## BEGIN

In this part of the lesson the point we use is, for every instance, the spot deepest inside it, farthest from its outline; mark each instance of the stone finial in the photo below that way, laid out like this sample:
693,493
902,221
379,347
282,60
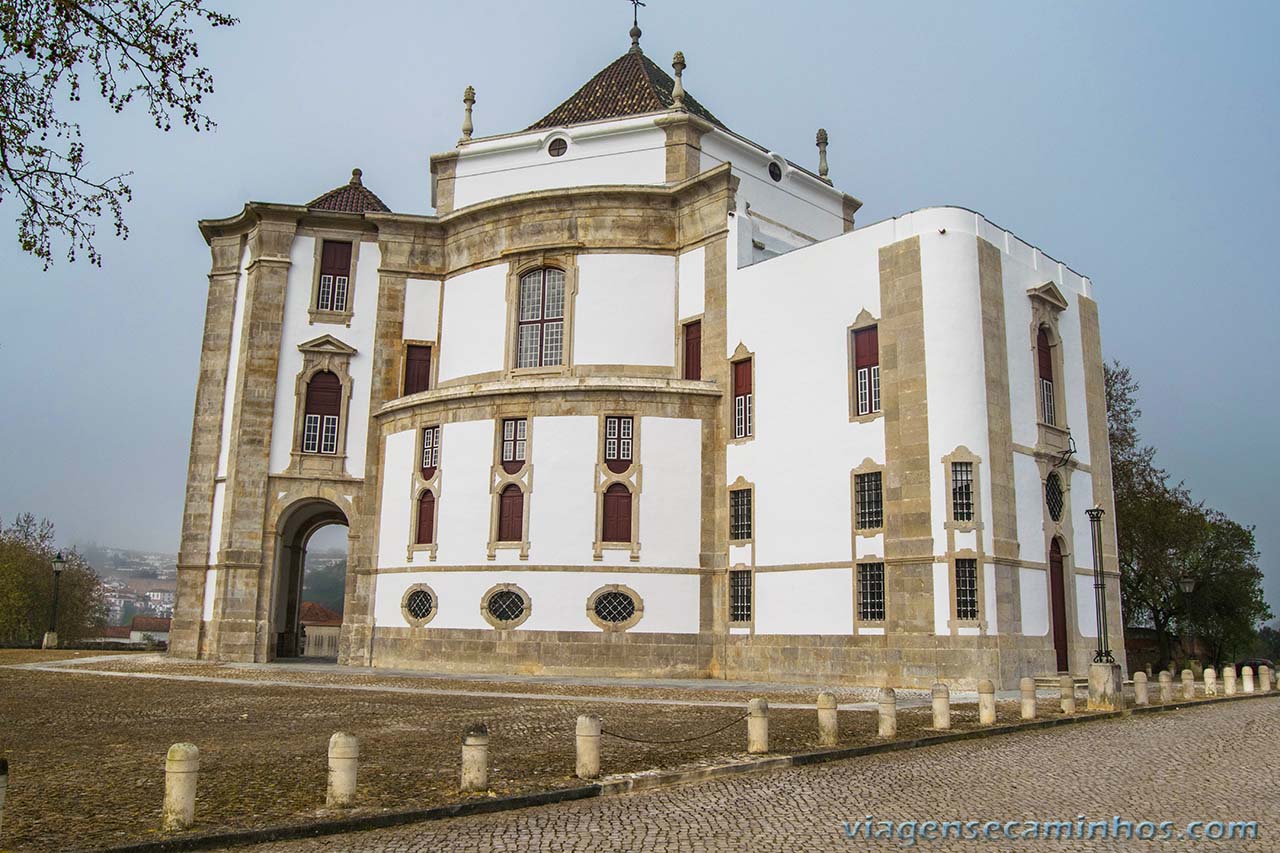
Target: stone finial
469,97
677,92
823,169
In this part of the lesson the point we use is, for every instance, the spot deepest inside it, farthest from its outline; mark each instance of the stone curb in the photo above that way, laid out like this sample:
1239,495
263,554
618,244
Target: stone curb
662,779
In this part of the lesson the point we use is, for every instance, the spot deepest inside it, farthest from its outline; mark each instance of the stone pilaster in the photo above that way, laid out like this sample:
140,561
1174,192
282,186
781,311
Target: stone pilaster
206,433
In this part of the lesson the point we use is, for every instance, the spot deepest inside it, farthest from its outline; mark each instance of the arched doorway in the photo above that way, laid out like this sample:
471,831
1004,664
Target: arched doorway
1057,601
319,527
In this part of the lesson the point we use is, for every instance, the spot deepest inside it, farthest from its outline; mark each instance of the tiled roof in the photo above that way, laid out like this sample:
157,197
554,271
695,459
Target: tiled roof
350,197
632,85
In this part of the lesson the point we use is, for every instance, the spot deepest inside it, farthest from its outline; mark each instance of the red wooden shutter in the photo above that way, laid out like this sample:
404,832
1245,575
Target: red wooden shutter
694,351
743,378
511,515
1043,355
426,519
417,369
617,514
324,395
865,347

## END
## BEGIN

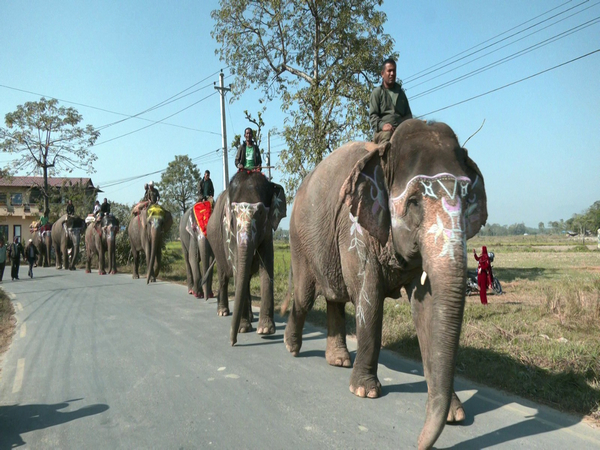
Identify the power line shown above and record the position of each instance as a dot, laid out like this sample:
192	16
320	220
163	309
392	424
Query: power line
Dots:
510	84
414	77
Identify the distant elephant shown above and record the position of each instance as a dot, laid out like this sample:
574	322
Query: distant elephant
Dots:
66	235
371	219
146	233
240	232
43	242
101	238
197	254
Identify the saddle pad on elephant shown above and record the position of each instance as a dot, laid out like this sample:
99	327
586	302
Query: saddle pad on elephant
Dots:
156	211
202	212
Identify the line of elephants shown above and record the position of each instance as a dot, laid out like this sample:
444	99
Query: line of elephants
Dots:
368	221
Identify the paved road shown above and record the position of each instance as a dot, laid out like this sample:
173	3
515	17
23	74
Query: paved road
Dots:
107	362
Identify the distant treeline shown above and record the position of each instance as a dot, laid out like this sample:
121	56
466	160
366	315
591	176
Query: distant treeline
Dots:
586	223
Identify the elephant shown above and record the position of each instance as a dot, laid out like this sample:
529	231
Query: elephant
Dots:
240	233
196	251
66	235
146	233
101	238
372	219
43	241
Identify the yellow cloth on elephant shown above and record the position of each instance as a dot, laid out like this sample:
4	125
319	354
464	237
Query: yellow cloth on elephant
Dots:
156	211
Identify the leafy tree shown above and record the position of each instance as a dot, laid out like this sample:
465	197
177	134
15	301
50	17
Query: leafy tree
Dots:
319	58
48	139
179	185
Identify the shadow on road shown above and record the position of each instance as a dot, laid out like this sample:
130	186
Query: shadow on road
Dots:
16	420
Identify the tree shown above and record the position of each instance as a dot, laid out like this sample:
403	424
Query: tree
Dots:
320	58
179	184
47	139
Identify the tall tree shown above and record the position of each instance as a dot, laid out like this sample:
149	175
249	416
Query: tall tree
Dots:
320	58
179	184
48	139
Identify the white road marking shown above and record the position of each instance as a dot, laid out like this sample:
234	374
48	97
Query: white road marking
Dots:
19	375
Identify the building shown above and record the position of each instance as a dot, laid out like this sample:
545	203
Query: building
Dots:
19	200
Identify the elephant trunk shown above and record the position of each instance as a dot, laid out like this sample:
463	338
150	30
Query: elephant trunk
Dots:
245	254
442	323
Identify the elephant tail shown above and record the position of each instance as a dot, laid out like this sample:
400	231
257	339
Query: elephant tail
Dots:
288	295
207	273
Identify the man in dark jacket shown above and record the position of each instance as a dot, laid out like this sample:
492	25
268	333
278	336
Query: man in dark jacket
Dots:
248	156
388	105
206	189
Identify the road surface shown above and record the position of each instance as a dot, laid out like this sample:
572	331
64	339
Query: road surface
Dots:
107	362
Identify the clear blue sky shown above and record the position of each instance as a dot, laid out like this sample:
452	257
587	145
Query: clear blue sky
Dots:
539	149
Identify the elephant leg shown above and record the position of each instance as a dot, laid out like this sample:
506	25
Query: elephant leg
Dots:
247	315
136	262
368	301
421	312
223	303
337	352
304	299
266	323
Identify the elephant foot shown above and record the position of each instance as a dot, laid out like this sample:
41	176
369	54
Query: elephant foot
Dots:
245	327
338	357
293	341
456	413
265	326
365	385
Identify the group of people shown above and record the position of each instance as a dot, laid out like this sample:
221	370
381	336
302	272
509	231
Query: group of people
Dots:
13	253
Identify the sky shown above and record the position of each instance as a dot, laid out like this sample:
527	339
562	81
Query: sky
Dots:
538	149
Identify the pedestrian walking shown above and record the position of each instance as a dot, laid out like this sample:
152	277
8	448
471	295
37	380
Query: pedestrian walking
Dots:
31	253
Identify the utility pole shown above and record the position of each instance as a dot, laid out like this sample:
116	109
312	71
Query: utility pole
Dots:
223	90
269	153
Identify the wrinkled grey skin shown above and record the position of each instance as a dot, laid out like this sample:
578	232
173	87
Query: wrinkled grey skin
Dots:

## END
## BEGIN

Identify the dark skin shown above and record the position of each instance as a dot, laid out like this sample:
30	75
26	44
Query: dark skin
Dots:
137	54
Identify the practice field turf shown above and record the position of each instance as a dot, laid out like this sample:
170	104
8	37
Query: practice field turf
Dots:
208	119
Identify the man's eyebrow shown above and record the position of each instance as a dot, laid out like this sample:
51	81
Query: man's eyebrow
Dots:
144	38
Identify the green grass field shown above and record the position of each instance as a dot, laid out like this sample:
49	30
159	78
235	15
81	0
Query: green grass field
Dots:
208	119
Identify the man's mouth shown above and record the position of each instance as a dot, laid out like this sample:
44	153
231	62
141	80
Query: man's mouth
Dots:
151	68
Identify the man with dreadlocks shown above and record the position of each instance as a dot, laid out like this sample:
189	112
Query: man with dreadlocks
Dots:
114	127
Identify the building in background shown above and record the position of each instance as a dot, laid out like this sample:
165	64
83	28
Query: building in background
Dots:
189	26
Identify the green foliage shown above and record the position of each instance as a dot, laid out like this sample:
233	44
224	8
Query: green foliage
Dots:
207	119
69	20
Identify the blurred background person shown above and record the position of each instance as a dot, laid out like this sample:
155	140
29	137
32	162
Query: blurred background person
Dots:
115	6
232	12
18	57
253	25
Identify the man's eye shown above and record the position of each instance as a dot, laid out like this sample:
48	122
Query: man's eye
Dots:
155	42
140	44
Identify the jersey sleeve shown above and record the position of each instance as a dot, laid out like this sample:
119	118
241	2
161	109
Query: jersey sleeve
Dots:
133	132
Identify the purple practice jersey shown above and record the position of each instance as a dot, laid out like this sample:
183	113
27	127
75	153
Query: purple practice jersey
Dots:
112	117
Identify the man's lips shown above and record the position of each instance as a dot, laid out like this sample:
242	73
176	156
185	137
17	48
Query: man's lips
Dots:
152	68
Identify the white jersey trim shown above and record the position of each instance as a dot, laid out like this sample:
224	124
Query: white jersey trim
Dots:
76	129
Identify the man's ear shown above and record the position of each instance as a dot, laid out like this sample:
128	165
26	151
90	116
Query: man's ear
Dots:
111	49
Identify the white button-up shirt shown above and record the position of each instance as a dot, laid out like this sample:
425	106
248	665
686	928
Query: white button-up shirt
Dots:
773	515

## END

◆ Stated goal
Please gather every line above that contains the string "road", and treat uppercase and lowercase as different.

◆ Final result
Identify the paved road shown above and record the position of each instance as a dot, laid out like this sample:
Query: paved road
Identify the shadow on road shown above and record the position of each instance as a dot, laid out like this sample:
Query: shadow on road
Identify the white road marking shown above and record the position of each instance as a dot, laid out like this sample:
Query: white road marking
Identify the road surface shown above and record the position of each instance as a dot, laid out like this sample:
Query: road surface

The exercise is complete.